***** Data provided
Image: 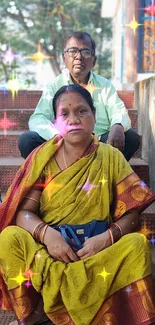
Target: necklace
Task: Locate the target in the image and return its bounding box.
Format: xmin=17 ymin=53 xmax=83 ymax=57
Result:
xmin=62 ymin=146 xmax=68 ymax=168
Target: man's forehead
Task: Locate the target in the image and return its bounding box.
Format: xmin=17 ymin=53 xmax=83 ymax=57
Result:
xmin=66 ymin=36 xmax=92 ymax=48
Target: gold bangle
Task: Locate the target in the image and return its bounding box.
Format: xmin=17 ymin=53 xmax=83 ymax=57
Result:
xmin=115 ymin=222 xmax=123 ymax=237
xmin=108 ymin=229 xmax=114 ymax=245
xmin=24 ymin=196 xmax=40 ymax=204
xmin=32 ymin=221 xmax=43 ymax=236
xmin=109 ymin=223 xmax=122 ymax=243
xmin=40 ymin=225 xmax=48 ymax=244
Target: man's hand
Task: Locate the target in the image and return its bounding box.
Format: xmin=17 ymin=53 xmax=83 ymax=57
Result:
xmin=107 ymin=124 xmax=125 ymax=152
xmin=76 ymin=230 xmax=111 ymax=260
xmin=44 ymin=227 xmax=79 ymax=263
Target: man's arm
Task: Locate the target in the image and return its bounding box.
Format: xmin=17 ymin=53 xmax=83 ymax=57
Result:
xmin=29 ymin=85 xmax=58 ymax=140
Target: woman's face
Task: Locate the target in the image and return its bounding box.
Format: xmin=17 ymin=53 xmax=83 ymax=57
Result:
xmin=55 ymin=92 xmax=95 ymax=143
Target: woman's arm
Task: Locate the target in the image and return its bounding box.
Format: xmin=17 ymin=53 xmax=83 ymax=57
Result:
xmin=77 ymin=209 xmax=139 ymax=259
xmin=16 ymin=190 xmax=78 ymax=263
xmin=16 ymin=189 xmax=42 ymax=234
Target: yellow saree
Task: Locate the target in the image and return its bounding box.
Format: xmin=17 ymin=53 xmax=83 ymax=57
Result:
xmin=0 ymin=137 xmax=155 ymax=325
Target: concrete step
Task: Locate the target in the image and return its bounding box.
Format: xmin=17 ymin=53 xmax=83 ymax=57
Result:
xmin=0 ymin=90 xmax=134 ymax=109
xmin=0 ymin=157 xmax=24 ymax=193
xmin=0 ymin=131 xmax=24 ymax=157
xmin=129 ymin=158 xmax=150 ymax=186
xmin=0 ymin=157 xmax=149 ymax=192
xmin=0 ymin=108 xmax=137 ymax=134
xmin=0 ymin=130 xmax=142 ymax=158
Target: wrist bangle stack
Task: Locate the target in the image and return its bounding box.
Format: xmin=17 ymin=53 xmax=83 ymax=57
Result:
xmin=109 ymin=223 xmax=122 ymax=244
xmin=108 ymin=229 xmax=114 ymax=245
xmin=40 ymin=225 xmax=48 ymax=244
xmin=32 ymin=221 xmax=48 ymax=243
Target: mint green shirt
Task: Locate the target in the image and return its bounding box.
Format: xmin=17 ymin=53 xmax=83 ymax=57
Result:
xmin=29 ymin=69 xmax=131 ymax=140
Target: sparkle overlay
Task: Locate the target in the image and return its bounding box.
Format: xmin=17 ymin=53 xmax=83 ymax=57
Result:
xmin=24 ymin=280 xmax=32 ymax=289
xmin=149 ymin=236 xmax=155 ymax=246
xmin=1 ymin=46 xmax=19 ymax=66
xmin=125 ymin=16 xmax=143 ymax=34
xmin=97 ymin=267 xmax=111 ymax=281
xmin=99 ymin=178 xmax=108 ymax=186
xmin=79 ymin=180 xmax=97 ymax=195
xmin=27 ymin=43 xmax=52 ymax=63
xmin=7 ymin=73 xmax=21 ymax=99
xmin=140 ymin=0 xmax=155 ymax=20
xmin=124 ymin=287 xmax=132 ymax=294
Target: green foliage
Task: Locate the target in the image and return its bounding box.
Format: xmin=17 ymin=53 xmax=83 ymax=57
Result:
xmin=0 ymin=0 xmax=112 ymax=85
**********
***** Data provided
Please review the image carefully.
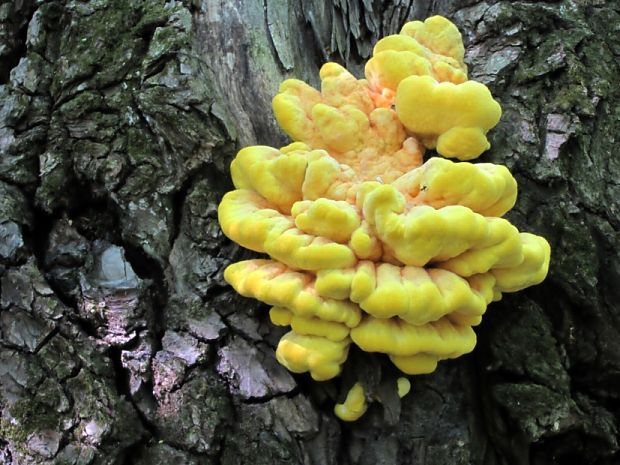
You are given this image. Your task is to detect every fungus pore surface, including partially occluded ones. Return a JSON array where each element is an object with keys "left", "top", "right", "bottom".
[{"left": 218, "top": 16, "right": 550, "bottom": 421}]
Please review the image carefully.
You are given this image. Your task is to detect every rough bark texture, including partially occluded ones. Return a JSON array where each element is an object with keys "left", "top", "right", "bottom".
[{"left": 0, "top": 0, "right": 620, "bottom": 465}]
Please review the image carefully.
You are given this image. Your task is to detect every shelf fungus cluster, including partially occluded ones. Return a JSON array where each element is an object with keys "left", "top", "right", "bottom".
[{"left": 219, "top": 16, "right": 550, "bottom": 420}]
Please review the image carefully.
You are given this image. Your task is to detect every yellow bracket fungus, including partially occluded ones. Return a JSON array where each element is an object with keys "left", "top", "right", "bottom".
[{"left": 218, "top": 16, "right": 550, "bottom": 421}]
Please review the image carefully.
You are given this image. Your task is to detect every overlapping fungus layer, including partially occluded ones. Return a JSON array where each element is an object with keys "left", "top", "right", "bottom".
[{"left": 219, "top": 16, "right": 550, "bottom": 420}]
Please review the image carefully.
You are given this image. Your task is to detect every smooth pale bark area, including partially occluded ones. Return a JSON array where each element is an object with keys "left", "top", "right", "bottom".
**********
■ Aim: Arrange the lines of the items above as a Markdown table with the columns Row and Line, numbering each row. Begin at the line that has "Target: wrist bangle stack", stop after the line that has "xmin=29 ymin=69 xmax=131 ymax=140", and leave out any blank lines.

■ Solution to the problem:
| Row | Line |
|---|---|
| 1 | Target: wrist bangle stack |
| 2 | Task: Locate the target in the image and return its bounding box. |
| 3 | Format: xmin=17 ymin=53 xmax=83 ymax=57 |
| 4 | Result: |
| 5 | xmin=109 ymin=223 xmax=122 ymax=244 |
| 6 | xmin=108 ymin=229 xmax=114 ymax=245 |
| 7 | xmin=40 ymin=225 xmax=48 ymax=244 |
| 8 | xmin=32 ymin=221 xmax=48 ymax=243 |
| 9 | Target: mint green shirt |
| 10 | Task: Locate the target in the image and return its bounding box. |
| 11 | Format: xmin=17 ymin=53 xmax=83 ymax=57 |
| 12 | Result: |
| 13 | xmin=29 ymin=69 xmax=131 ymax=140 |